RECORDS FOR THIS TASK:
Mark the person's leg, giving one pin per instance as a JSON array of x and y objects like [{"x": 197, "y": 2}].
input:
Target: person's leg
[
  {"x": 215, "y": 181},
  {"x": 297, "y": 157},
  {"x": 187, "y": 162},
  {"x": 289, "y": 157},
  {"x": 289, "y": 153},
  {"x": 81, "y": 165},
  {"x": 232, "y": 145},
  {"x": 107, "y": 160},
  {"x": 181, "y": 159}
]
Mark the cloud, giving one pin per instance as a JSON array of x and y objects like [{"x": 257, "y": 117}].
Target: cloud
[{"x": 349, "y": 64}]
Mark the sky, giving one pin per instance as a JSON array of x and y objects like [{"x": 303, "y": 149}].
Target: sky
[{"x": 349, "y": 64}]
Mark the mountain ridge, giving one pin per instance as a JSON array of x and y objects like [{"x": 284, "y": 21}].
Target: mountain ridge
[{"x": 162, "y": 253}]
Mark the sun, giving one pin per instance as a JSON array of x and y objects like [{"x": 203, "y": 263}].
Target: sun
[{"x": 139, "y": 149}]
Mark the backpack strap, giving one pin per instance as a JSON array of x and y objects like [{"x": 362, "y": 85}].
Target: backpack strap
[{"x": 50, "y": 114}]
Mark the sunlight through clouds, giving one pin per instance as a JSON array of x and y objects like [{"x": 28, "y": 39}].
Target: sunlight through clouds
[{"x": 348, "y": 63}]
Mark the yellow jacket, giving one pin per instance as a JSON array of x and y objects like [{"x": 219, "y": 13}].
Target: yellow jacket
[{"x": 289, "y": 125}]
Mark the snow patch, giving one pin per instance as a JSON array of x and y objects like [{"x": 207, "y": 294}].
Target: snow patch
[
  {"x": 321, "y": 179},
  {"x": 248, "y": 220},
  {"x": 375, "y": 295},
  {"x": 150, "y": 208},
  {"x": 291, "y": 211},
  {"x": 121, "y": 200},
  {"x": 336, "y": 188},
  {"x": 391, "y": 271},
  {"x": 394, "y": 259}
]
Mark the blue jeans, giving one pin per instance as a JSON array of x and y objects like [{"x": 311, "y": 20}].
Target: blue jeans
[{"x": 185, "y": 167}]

TASK TO CARRY OUT: Repeat the listing exactly, leaving nothing out.

SOLUTION:
Mark the person's leg, giving one pin per instance as a JSON array of x and y objects like [{"x": 197, "y": 2}].
input:
Target: person's leg
[
  {"x": 215, "y": 181},
  {"x": 297, "y": 157},
  {"x": 187, "y": 162},
  {"x": 289, "y": 157},
  {"x": 289, "y": 153},
  {"x": 81, "y": 165},
  {"x": 232, "y": 145},
  {"x": 107, "y": 160},
  {"x": 181, "y": 159}
]
Mark the cloud, giving one pin per instance as a JSON array of x and y objects like [{"x": 257, "y": 117}].
Target: cloud
[{"x": 349, "y": 64}]
Mark the sky, giving one pin per instance as a JSON array of x and y objects like [{"x": 303, "y": 149}].
Target: sky
[{"x": 349, "y": 64}]
Mark the mountain ridge, giving one pin per instance as a JSON array of x and y objects like [{"x": 284, "y": 21}].
Target: mountain ridge
[{"x": 162, "y": 253}]
Mark the sun, giving one pin per instance as a JSON array of x and y objects like [{"x": 203, "y": 263}].
Target: sun
[{"x": 139, "y": 149}]
Mark the backpack strap, giving one pin per instance as a JSON array of x and y objects like [{"x": 362, "y": 85}].
Target: backpack strap
[{"x": 50, "y": 114}]
Mark the sunlight through clouds, giving one pin per instance as a JSON array of x and y objects like [{"x": 28, "y": 39}].
Target: sunlight through clouds
[{"x": 348, "y": 63}]
Mark the yellow jacket, giving one pin per instance as a JSON array of x and y objects like [{"x": 219, "y": 13}].
Target: yellow jacket
[{"x": 289, "y": 125}]
Mark the snow patch, giving one pin per instance as a JSON array of x and y objects like [{"x": 207, "y": 294}].
Target: snow patch
[
  {"x": 321, "y": 179},
  {"x": 248, "y": 220},
  {"x": 375, "y": 295},
  {"x": 150, "y": 208},
  {"x": 291, "y": 211},
  {"x": 121, "y": 200},
  {"x": 336, "y": 188},
  {"x": 391, "y": 271},
  {"x": 394, "y": 259}
]
Mark the blue jeans, giving one pin per instance as a JSON array of x and y objects like [{"x": 311, "y": 20}].
Target: blue jeans
[{"x": 185, "y": 167}]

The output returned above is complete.